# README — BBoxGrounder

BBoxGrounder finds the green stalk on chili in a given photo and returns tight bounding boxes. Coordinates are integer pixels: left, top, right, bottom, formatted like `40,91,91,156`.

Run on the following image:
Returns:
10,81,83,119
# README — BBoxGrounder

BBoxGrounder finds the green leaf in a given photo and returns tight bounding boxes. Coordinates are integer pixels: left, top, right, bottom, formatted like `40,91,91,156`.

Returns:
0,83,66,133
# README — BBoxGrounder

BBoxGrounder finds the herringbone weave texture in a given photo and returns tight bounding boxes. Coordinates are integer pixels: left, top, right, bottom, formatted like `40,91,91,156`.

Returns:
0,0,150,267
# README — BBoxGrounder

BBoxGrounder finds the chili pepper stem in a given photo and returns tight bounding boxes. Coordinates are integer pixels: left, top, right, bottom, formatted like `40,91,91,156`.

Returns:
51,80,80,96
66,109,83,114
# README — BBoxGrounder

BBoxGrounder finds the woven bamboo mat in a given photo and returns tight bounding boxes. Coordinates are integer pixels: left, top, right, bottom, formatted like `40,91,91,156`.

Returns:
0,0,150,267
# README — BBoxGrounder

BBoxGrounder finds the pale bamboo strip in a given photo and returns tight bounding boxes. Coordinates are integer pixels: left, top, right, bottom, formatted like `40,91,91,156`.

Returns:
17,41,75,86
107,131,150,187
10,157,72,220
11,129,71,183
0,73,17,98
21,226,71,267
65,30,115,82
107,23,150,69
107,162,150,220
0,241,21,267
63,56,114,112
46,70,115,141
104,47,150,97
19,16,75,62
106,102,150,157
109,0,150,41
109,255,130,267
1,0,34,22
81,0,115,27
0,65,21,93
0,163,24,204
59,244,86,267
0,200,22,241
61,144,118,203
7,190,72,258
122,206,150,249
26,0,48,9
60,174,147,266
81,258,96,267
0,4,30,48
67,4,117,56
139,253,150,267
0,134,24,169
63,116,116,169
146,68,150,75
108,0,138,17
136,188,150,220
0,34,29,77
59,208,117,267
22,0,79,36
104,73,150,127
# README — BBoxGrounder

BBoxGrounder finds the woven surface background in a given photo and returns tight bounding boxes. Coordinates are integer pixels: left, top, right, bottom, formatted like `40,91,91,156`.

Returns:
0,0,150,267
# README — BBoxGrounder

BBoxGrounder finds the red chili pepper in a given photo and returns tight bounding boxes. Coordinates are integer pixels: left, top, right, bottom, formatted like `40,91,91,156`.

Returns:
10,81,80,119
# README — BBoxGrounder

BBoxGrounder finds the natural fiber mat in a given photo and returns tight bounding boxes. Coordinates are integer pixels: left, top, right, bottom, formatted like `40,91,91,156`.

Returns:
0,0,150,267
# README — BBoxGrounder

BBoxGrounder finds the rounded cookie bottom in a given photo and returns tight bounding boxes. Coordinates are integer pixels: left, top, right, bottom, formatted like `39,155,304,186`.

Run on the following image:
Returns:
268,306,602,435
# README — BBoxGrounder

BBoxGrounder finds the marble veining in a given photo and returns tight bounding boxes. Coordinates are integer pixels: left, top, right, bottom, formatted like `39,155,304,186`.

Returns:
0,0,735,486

━━━━━━━━━━

**SET TASK:** Collect every line in the records above that contains the string "bamboo", treating uppercase and lowercase letters as different.

**THE REPLY:**
BBoxGrounder finds the woven bamboo mat in a given photo and returns tight bounding boxes. Coordinates are integer pixels: left, top, right, bottom, formatted like `40,91,91,156`.
BBoxGrounder finds the pale bamboo strip in a given photo and returns tight bounding boxes. Coordinates are integer pixels: left, top, right, bottom, formatted like `40,91,91,156`.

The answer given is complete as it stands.